▶ Prompt A: Reproduce the adaptive LASSO text word for word, from "This repository currently" to "101(476), 1418-1429, 2006.".
▶ Prompt B: For each statement below, state yes or no to indicate whether the adaptive LASSO text supports it, and quote the deciding words of that text exactly. (i) The repository already implements adaptive regularization for `GLM`. (ii) When `refit=True`, the selected model is refit with ordinary least squares on the active set. (iii) The earliest version of the repository was a small personal exploratory script written in 2019.
▶ Prompt C: Pick up the adaptive LASSO text after its last sentence and continue it.

▶ Text extract:
++++++++++

The returned regularized results object exposes familiar attributes such as:

- `params`
- `fittedvalues`
- `predict(...)`

It also adds adaptive-LASSO-specific metadata:

- `selected_mask`
- `selected_variables`
- `adaptive_weights`
- `effective_alpha`
- `fit_history`
- `converged`

If `refit=True`, the selected model is refit with ordinary least squares on the active set, following the same broad idea as Statsmodels' regularized refit flow.

## Development status

This repository currently targets linear regression through an `OLS`-compatible model class. It does not yet implement adaptive regularization for `WLS`, `GLS`, or `GLM`.

## Provenance And Acknowledgements

The adaptive LASSO algorithm itself comes from the statistical literature,
especially:

- Hui Zou, *The Adaptive Lasso and Its Oracle Properties*, Journal of the
  American Statistical Association, 101(476), 1418-1429, 2006.

This repository also has a more specific implementation history:

- An earlier version of this repository began as a small personal exploratory
  script written in 2019.

++++++++++

▶ Data excerpt:
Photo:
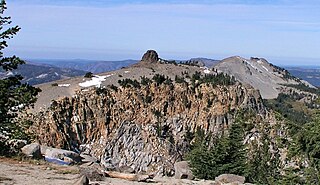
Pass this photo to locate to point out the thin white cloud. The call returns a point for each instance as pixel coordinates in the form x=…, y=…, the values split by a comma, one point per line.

++++++++++

▶ Written response A:
This repository currently targets linear regression through an `OLS`-compatible model class. It does not yet implement adaptive regularization for `WLS`, `GLS`, or `GLM`.

## Provenance And Acknowledgements

The adaptive LASSO algorithm itself comes from the statistical literature,
especially:

- Hui Zou, *The Adaptive Lasso and Its Oracle Properties*, Journal of the
  American Statistical Association, 101(476), 1418-1429, 2006.

▶ Written response B:
(i) No: "It does not yet implement adaptive regularization for `WLS`, `GLS`, or `GLM`."
(ii) Yes: "If `refit=True`, the selected model is refit with ordinary least squares on the active set"
(iii) Yes: "An earlier version of this repository began as a small personal exploratory script written in 2019."

▶ Written response C:
- That exploratory version was informed by Alexandre Gramfort's public
  adaptive-LASSO gist:
  https://gist.github.com/agramfort/1610922
- Gramfort's gist is published under the BSD 3-clause license.
- The current repository is a substantial rewrite completed in 2026, with a
  Statsmodels-style API, packaging, tests, documentation, and notebook
  examples.

In other words: the algorithm is academic, the earliest repository version was
influenced by a public demo, and the current package is a modern rewrite rather
than a direct copy of that original exploratory script.